The lines to return begin at the one containing "box: [118, 0, 289, 48]" and end at the final line of the material; output them exactly and only them.

§ §

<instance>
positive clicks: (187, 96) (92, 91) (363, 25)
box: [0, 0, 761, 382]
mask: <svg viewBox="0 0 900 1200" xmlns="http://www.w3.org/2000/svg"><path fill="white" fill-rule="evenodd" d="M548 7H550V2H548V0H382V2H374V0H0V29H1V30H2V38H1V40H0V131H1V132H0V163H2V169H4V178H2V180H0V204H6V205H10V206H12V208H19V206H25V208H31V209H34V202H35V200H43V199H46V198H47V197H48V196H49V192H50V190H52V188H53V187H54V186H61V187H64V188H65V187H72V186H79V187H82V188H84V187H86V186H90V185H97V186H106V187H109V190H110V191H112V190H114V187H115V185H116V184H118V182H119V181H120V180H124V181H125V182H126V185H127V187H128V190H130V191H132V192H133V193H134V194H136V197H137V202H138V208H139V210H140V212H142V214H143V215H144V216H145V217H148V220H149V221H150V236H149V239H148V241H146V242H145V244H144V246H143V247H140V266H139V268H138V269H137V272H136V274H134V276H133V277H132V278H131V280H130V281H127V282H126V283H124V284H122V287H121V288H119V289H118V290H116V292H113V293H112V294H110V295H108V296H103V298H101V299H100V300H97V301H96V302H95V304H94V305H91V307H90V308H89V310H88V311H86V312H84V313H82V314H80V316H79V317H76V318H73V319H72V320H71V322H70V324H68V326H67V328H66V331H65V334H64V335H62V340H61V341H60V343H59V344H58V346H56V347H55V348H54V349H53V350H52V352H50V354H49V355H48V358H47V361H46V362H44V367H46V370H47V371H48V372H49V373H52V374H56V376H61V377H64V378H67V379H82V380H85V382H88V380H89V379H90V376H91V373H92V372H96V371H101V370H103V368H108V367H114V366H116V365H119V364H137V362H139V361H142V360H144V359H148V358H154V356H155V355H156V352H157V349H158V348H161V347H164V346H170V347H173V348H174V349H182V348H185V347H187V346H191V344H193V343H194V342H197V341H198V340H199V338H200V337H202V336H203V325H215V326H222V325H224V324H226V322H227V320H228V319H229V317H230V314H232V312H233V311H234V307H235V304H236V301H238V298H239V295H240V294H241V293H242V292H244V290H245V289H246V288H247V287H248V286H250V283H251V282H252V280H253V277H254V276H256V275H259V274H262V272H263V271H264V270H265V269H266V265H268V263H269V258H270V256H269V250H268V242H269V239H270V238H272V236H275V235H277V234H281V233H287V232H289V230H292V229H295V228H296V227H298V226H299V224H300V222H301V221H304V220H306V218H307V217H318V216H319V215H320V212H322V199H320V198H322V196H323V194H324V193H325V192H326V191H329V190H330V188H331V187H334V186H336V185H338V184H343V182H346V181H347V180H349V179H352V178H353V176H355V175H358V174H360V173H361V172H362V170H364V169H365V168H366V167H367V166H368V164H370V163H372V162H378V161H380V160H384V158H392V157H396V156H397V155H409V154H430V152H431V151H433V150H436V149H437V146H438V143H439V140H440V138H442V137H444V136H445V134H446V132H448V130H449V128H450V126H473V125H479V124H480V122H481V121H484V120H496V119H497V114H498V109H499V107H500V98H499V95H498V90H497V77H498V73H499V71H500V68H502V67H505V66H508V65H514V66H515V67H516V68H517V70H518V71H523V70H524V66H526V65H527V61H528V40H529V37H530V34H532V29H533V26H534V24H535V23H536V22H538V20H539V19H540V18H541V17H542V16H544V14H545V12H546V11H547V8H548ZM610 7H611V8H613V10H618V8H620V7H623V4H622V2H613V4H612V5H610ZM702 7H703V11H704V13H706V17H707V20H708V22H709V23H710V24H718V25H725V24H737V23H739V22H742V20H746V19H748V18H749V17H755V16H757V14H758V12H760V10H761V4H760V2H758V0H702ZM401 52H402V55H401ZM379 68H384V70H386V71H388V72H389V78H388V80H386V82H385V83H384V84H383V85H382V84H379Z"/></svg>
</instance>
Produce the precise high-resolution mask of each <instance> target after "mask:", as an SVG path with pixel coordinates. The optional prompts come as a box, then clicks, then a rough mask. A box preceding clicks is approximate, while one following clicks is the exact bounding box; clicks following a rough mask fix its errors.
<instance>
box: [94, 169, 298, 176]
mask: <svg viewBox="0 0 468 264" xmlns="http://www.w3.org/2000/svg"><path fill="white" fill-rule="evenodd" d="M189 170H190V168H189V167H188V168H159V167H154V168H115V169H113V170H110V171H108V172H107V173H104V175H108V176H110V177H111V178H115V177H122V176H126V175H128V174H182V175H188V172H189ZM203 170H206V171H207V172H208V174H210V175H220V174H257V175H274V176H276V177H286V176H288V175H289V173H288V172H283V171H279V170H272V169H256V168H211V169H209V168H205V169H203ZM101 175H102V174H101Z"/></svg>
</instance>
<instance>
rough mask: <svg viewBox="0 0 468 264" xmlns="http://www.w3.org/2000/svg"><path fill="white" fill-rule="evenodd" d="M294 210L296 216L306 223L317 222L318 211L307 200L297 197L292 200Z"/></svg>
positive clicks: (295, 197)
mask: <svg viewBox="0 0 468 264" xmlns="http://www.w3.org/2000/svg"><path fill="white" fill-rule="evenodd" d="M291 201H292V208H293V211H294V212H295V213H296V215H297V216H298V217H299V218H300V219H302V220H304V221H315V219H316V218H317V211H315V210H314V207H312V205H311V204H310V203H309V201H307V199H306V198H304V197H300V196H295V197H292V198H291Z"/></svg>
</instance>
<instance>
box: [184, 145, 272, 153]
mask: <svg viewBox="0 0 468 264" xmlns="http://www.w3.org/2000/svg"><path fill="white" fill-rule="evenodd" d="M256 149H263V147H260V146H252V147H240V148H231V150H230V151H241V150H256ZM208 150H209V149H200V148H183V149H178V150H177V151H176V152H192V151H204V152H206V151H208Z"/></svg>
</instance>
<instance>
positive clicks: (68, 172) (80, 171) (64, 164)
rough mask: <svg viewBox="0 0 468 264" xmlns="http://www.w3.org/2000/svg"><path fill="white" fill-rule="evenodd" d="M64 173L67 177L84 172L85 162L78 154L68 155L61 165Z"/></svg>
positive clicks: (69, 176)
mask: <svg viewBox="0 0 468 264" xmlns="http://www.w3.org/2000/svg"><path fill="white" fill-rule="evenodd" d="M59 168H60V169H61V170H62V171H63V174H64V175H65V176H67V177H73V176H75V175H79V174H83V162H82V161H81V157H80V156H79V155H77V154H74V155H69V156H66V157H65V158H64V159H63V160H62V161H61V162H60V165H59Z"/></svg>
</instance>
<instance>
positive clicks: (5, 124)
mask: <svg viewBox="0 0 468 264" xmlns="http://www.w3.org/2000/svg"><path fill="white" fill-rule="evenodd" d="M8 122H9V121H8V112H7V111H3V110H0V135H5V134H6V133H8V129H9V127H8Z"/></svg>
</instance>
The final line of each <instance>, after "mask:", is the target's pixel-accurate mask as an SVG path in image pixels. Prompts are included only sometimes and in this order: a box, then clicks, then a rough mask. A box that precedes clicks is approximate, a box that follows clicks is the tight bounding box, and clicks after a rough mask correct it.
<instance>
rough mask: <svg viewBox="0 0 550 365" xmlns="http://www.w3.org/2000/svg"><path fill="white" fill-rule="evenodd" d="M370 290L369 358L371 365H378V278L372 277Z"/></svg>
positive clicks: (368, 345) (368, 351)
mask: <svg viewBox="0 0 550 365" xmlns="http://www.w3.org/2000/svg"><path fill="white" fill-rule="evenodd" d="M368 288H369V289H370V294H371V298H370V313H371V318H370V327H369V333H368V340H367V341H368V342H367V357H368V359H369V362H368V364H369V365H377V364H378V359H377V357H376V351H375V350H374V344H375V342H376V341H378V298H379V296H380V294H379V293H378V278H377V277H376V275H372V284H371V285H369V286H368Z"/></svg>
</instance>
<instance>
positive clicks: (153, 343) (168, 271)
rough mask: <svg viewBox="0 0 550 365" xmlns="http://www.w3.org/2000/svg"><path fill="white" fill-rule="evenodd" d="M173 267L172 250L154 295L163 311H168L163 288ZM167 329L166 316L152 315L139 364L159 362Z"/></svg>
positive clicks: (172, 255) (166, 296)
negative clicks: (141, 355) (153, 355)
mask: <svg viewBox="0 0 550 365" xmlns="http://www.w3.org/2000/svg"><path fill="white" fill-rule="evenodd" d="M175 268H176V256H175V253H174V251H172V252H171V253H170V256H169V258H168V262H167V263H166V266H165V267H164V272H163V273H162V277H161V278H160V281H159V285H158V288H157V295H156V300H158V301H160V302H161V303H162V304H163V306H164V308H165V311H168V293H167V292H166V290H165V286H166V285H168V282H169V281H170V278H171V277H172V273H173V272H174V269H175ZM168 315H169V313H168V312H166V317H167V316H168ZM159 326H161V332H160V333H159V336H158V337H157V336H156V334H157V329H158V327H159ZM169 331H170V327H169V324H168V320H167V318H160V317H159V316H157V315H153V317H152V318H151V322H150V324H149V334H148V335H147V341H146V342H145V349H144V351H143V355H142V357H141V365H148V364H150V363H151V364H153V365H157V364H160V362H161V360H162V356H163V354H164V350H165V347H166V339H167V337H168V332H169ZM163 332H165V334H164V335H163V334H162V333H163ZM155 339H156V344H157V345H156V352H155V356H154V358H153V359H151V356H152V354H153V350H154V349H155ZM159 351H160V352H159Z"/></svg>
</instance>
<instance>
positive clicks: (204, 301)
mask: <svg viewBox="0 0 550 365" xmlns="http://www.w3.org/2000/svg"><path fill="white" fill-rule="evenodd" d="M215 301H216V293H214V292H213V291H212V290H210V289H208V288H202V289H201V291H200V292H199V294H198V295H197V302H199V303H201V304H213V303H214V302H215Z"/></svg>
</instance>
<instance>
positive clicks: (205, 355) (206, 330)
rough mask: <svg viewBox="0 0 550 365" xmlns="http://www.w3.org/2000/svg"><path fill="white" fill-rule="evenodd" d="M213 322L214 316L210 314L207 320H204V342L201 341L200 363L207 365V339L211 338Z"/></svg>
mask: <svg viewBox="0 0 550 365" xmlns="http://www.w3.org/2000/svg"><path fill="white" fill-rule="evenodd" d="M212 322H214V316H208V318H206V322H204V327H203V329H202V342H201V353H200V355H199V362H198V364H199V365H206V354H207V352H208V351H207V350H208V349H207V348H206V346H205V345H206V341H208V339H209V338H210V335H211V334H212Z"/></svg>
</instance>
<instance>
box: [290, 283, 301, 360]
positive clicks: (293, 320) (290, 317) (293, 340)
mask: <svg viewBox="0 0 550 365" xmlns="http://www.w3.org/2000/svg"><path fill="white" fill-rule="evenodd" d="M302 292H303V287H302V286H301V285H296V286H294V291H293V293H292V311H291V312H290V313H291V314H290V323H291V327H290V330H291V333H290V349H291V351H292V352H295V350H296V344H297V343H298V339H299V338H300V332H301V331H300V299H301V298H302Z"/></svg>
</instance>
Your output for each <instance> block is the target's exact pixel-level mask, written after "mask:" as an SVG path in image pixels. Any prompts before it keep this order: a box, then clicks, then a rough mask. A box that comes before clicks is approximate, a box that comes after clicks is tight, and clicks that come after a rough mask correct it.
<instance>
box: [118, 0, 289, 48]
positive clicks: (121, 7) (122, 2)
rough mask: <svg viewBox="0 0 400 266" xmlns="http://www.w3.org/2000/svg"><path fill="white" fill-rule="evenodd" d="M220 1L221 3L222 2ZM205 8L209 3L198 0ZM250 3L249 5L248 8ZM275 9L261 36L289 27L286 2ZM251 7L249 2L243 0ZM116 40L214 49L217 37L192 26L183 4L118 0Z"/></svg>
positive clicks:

§ §

**COMPLETED TASK**
box: [118, 0, 289, 48]
positive clicks: (121, 7) (122, 2)
rough mask: <svg viewBox="0 0 400 266" xmlns="http://www.w3.org/2000/svg"><path fill="white" fill-rule="evenodd" d="M220 1L221 3L222 2ZM205 8L209 3L198 0ZM250 3L249 5L248 8ZM275 9L261 36L289 27L286 2ZM251 7L249 2L243 0ZM116 40L214 49L217 37L192 26L183 4L118 0Z"/></svg>
positive clicks:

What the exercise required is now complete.